Data for review:
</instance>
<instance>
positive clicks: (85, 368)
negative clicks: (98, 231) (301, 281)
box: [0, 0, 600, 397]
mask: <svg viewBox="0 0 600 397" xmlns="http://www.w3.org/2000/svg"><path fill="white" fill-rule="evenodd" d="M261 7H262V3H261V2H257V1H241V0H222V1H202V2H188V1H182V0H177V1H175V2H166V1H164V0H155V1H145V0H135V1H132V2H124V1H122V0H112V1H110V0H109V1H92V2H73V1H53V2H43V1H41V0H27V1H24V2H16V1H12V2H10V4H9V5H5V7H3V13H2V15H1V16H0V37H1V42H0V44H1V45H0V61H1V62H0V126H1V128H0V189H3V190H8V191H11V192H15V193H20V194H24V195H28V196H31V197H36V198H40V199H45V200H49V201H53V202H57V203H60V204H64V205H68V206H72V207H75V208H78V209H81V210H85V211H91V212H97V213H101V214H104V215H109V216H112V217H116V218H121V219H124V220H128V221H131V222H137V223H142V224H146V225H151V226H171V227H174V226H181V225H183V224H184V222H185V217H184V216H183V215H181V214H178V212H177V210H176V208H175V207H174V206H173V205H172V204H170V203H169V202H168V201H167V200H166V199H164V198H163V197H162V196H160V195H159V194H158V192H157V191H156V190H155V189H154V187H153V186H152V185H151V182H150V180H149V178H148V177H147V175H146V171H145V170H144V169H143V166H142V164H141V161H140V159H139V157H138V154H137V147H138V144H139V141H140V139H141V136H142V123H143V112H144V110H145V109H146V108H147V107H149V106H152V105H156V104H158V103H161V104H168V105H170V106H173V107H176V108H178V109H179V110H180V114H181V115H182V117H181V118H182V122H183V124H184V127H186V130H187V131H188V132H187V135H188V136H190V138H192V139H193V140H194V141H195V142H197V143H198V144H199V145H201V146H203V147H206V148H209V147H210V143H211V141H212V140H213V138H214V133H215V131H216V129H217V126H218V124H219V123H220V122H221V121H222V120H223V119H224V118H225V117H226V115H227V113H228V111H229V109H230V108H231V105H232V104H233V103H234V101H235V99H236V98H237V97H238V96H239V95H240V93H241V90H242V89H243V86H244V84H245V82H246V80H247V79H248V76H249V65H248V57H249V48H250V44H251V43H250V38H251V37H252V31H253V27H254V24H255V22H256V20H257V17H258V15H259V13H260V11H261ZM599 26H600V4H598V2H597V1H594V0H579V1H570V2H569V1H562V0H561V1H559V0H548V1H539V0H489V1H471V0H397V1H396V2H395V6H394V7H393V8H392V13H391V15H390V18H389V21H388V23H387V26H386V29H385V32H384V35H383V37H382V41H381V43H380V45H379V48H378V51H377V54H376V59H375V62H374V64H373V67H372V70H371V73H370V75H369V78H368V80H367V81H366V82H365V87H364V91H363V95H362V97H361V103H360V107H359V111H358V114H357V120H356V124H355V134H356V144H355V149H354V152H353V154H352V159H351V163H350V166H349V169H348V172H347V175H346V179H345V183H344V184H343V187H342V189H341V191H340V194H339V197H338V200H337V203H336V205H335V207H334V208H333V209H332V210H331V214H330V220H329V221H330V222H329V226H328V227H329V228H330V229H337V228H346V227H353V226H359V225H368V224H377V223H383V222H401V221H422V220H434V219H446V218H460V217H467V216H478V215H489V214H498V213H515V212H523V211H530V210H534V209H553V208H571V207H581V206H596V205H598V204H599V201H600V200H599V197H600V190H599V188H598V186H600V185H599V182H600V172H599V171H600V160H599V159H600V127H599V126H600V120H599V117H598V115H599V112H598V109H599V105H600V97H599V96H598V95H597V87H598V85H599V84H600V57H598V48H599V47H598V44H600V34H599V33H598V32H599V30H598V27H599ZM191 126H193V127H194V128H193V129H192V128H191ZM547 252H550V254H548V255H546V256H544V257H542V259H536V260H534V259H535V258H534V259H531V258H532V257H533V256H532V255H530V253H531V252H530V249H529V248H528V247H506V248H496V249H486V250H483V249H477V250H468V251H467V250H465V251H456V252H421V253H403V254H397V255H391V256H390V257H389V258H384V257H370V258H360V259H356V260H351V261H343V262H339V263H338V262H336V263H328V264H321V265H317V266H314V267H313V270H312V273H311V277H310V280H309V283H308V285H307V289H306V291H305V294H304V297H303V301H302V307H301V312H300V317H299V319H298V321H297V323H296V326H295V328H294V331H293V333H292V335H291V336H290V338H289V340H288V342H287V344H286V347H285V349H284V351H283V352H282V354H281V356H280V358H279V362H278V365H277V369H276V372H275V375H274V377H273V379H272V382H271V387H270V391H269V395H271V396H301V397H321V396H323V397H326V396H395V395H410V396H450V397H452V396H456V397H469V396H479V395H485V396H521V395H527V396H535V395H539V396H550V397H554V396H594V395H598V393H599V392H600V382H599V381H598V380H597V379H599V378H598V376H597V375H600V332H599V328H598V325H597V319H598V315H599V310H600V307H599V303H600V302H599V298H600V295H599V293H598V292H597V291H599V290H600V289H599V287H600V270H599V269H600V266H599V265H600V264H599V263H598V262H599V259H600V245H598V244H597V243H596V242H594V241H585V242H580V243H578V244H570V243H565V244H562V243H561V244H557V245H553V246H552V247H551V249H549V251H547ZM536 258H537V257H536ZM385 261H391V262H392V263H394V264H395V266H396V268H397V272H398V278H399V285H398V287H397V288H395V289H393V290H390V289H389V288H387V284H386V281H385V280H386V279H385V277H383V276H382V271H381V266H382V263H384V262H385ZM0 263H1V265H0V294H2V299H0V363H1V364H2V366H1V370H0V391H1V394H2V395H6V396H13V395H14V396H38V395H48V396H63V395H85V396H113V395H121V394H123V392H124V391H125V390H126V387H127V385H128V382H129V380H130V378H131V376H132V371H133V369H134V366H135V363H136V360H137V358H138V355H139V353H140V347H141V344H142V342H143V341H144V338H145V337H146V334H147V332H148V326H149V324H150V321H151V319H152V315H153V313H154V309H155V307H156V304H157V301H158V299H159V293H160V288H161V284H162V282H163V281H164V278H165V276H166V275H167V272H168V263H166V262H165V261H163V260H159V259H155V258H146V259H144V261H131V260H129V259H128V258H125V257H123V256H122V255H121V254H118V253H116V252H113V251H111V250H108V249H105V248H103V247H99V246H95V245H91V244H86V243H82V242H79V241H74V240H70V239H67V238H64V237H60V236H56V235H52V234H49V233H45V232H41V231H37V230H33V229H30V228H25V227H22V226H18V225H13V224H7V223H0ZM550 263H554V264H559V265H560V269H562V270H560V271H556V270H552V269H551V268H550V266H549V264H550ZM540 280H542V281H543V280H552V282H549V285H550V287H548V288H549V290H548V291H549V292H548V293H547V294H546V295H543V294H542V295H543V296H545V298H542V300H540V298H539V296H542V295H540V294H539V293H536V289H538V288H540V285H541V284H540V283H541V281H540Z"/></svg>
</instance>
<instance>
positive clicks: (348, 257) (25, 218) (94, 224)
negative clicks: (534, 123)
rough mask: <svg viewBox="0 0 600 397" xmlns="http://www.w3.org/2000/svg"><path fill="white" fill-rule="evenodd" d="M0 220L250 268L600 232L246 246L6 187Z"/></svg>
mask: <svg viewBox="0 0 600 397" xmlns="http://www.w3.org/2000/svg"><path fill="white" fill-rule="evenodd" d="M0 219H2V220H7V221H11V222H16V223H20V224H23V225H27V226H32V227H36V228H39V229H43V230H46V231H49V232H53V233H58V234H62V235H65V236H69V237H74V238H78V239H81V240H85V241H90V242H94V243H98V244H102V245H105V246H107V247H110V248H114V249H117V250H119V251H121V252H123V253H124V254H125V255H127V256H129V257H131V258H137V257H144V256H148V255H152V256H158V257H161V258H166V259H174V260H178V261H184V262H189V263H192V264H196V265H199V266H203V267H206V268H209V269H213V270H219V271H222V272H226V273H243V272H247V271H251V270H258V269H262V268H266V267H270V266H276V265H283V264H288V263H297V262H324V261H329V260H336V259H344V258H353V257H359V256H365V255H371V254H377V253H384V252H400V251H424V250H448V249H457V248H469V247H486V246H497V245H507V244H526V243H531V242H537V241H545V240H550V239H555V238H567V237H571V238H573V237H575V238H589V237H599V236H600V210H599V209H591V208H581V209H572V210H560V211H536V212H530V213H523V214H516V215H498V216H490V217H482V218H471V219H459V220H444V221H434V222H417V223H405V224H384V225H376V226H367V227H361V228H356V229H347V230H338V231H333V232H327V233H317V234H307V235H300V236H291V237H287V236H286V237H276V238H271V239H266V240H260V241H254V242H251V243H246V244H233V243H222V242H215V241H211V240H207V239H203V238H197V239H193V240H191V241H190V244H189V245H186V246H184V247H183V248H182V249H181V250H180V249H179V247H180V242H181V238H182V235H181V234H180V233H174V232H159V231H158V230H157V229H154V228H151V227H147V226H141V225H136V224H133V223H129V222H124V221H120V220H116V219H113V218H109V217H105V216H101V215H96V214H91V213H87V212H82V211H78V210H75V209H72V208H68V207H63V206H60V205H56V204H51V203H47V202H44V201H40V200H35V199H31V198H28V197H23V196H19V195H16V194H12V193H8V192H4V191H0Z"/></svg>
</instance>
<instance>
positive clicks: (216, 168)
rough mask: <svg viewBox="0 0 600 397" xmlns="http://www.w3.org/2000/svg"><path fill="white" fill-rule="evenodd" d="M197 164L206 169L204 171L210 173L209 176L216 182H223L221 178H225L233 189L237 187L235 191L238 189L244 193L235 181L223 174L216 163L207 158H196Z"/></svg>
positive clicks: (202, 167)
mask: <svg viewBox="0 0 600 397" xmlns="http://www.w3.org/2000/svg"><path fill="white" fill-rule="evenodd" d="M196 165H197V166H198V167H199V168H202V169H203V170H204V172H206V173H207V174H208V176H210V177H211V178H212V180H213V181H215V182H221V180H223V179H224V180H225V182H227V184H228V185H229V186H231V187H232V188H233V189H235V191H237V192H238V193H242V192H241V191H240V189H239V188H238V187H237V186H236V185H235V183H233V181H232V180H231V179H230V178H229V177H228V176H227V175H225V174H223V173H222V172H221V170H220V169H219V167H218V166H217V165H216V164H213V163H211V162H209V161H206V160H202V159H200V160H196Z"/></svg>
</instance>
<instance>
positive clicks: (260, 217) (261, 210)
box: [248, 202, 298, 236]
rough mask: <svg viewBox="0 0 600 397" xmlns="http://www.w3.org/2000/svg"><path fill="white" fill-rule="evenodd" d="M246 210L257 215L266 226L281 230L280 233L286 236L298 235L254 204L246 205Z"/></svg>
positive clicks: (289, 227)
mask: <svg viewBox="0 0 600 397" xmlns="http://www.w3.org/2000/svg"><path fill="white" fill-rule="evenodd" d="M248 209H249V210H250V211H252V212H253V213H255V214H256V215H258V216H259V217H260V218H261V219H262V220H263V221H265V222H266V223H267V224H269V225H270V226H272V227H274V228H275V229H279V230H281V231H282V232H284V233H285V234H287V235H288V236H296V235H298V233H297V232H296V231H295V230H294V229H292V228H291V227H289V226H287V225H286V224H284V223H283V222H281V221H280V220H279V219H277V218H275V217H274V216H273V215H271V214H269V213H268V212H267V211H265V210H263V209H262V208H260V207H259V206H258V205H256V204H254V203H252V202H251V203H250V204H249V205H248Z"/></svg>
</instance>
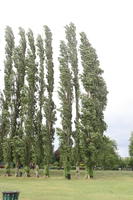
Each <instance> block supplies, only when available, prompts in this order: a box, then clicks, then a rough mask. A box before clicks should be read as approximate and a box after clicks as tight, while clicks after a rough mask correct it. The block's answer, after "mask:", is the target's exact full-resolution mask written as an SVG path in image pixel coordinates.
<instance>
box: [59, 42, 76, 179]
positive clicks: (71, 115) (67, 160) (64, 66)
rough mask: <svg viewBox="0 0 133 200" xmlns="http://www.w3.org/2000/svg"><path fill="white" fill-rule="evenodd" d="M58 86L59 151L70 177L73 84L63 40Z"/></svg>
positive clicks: (60, 59) (61, 45) (67, 173)
mask: <svg viewBox="0 0 133 200" xmlns="http://www.w3.org/2000/svg"><path fill="white" fill-rule="evenodd" d="M59 62H60V88H59V91H58V93H59V98H60V102H61V107H60V113H61V125H62V128H61V129H58V135H59V139H60V152H61V157H62V161H63V165H64V172H65V177H66V178H70V169H71V148H72V138H71V137H72V99H73V93H72V91H73V86H72V75H71V72H70V69H69V67H68V52H67V47H66V45H65V43H64V42H63V41H61V44H60V57H59Z"/></svg>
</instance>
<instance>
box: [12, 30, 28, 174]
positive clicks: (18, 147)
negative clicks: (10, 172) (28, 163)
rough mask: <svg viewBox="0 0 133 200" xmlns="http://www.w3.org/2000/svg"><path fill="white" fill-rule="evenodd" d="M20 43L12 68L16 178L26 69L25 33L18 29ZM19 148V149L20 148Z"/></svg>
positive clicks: (14, 161)
mask: <svg viewBox="0 0 133 200" xmlns="http://www.w3.org/2000/svg"><path fill="white" fill-rule="evenodd" d="M19 35H20V41H19V45H18V47H16V48H15V50H14V67H15V71H16V72H15V81H16V83H15V94H14V95H15V99H14V112H13V120H12V136H13V144H15V145H14V148H13V154H14V162H15V164H16V176H19V166H20V165H21V164H22V160H23V156H24V151H23V153H22V150H23V148H22V147H23V143H24V141H23V135H24V131H23V116H22V103H23V102H22V92H23V88H24V81H25V67H26V61H25V57H26V55H25V54H26V37H25V31H24V29H22V28H19ZM20 147H21V148H20Z"/></svg>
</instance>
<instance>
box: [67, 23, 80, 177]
mask: <svg viewBox="0 0 133 200" xmlns="http://www.w3.org/2000/svg"><path fill="white" fill-rule="evenodd" d="M65 29H66V39H67V46H68V58H69V62H70V64H71V68H72V72H73V87H74V93H75V95H74V98H75V110H76V118H75V131H73V137H74V140H75V160H76V171H77V173H79V164H80V145H79V141H80V139H79V93H80V90H79V75H78V73H79V70H78V53H77V39H76V27H75V25H74V24H73V23H70V25H68V26H66V27H65Z"/></svg>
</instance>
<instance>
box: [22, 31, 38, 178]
mask: <svg viewBox="0 0 133 200" xmlns="http://www.w3.org/2000/svg"><path fill="white" fill-rule="evenodd" d="M27 36H28V43H29V48H28V51H27V58H26V79H27V85H26V86H25V98H24V99H25V103H26V105H25V108H24V110H25V121H24V123H25V133H26V135H25V170H26V175H27V176H30V174H29V172H30V164H31V162H32V156H33V153H34V145H33V144H34V136H35V134H36V132H37V125H36V91H37V85H36V82H37V65H36V49H35V42H34V36H33V32H32V30H29V31H28V33H27Z"/></svg>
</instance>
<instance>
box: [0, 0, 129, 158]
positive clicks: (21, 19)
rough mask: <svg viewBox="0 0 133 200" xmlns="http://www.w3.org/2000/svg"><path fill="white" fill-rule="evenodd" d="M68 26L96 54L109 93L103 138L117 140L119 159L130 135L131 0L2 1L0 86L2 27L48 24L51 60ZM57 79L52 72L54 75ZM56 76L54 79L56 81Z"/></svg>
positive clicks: (0, 12) (0, 9) (126, 149)
mask: <svg viewBox="0 0 133 200" xmlns="http://www.w3.org/2000/svg"><path fill="white" fill-rule="evenodd" d="M70 22H73V23H74V24H75V25H76V27H77V33H78V32H81V31H84V32H86V34H87V36H88V39H89V41H90V43H91V44H92V46H93V47H94V48H95V49H96V51H97V54H98V58H99V60H100V67H101V68H102V69H103V70H104V75H103V76H104V79H105V81H106V84H107V88H108V91H109V94H108V105H107V108H106V111H105V121H106V123H107V125H108V129H107V131H106V135H108V136H109V137H110V138H111V139H114V140H116V142H117V144H118V153H119V154H120V156H123V157H126V156H128V145H129V137H130V135H131V132H132V131H133V92H132V88H133V87H132V86H133V1H132V0H12V1H11V0H1V2H0V69H1V85H2V71H3V68H4V67H3V56H4V30H5V27H6V25H9V26H11V27H12V29H13V31H14V32H15V33H17V32H18V27H20V26H21V27H23V28H25V29H26V30H28V28H31V29H32V30H33V32H35V33H36V34H37V33H42V31H43V25H48V26H49V27H50V29H51V31H52V33H53V47H54V48H55V49H56V50H55V55H54V56H55V59H56V57H58V44H59V40H61V39H64V26H65V25H66V24H69V23H70ZM55 74H56V73H55ZM56 78H57V77H55V79H56Z"/></svg>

Aim of the exercise: From the listing above, pick out every line that contains the word "negative" and copy each one in full.

Output of the task:
negative clicks: (98, 231) (301, 281)
negative clicks: (534, 123)
negative clicks: (10, 172) (28, 163)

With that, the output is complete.